--- START Data excerpts ---

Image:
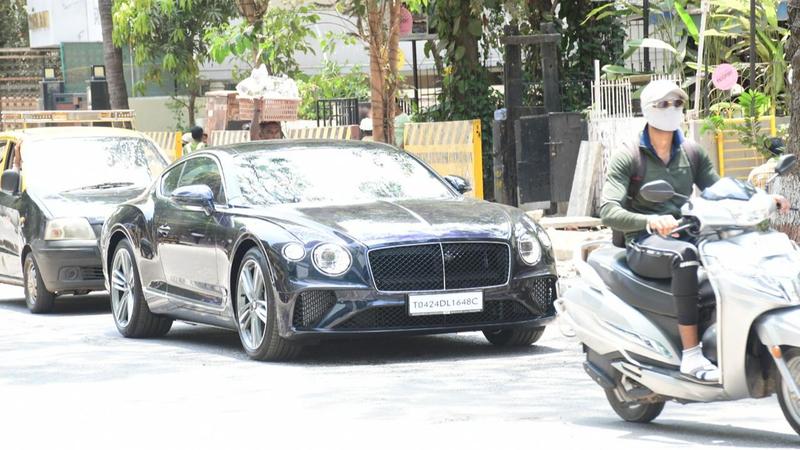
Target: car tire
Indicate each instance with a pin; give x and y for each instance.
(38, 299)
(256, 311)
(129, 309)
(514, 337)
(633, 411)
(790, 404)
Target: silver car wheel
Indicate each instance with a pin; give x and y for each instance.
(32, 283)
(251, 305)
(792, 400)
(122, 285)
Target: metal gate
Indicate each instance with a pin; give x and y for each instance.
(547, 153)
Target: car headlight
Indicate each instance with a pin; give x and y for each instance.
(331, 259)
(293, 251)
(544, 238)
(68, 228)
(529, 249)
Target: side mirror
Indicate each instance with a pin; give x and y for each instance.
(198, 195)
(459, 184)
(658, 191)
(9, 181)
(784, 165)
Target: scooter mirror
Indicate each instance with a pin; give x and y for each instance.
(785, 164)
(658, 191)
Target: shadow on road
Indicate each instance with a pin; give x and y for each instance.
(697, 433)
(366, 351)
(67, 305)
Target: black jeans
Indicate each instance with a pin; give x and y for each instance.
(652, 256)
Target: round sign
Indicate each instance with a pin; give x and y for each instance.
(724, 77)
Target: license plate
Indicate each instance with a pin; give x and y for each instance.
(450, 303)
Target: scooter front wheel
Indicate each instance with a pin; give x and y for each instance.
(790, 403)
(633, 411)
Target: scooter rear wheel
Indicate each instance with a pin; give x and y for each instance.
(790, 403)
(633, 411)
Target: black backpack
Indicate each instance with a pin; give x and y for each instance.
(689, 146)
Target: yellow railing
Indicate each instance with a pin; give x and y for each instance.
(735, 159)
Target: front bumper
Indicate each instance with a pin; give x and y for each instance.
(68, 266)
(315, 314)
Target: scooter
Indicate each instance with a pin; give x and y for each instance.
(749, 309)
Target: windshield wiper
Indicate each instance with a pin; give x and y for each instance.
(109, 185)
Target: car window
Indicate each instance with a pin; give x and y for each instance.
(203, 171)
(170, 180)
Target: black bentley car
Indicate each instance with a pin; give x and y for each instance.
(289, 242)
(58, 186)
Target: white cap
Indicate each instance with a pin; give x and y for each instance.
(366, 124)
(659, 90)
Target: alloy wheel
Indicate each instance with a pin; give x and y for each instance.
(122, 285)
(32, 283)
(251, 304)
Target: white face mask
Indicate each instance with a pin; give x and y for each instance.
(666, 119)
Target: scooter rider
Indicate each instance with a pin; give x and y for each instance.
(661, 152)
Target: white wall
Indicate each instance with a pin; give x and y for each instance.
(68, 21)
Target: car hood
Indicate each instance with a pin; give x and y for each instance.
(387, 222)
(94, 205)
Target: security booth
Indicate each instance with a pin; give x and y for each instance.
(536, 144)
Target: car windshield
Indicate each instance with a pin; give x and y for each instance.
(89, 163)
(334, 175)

--- END Data excerpts ---

* **Exercise**
The records above should be reproduced exactly, with no pictures included.

* **Output for this exercise**
Image:
Target: car tire
Indicate each instance with a pin; give x and y for each instance.
(38, 299)
(256, 311)
(129, 309)
(514, 337)
(633, 411)
(790, 404)
Target: silver car wheel
Indicate each instance with a pin; give x and y for each instance.
(32, 283)
(251, 305)
(792, 400)
(122, 285)
Target: metal gate
Indicate each instance with a pin; give x and y for each instance.
(547, 153)
Target: car headlight
Indicate each instance with a pin; give x and y for each instance.
(331, 259)
(293, 251)
(544, 238)
(68, 228)
(529, 249)
Target: side mirror
Indicate each instance with a pin; give x and y for each instance.
(198, 195)
(459, 184)
(658, 191)
(9, 181)
(784, 165)
Target: scooter mirror
Indicate each instance with a pin; give x and y for each instance.
(785, 164)
(658, 191)
Target: shadow on road
Indicate each instance with a pin; give x and y for each instance.
(697, 433)
(366, 351)
(67, 305)
Target: black jeans
Indicate each instance with a pin; give x and y for each instance.
(652, 256)
Target: round sign
Indicate each instance with a pin; give x and y for each instance.
(724, 77)
Target: license plate
Indicate each instance with a pin; give x and y for each instance.
(450, 303)
Target: scooter front wheel
Indicate each instance with a pin; give x and y for each instance.
(790, 403)
(633, 411)
Target: scooter rear wheel
Indicate each instance with a pin; give x and y for each instance.
(790, 403)
(633, 411)
Target: black backpack
Indicate each instance with a pin; give x and y for each instance.
(689, 146)
Target: yellow railing
Indicate each instance with a pin; give x and y for each instance.
(735, 159)
Target: front bumper
Indicate each instance with a pin; give x and y for each instance.
(68, 266)
(315, 314)
Target: scooter
Indicate each instance with a pin; give x and y for each instance.
(749, 309)
Target: windshield wiper
Indicate each instance with a pin; give x and y for each instance.
(109, 185)
Target: car window
Indicate each instance with a pin; give x and y for each instance.
(203, 171)
(170, 180)
Target: black bentley car
Indicate each instance with a pin; give x and y for each instance.
(289, 242)
(58, 186)
Target: white cap
Indicate each instance with a pin; give x and y for each instance.
(366, 124)
(659, 90)
Target: alloy wheel
Indicate each instance with a pin; give x and y for each instance.
(122, 285)
(32, 283)
(251, 304)
Target: white face mask
Indicate each instance with a pin; give x and y for each instance.
(666, 119)
Target: scooter rider
Indicate each instance with a pin; give x and y for each instance.
(661, 152)
Target: white wall
Indicate each instance with a pin; give x and y for each instance.
(68, 21)
Target: car hood
Indicate each instance with a pin; give x and y for each instance.
(387, 222)
(94, 205)
Target: security booth
Indicate each instance with a pin; give x and y for each instance.
(536, 144)
Target: car windshield
Indicate each instance with a pin; give x and y for each instance.
(89, 163)
(334, 175)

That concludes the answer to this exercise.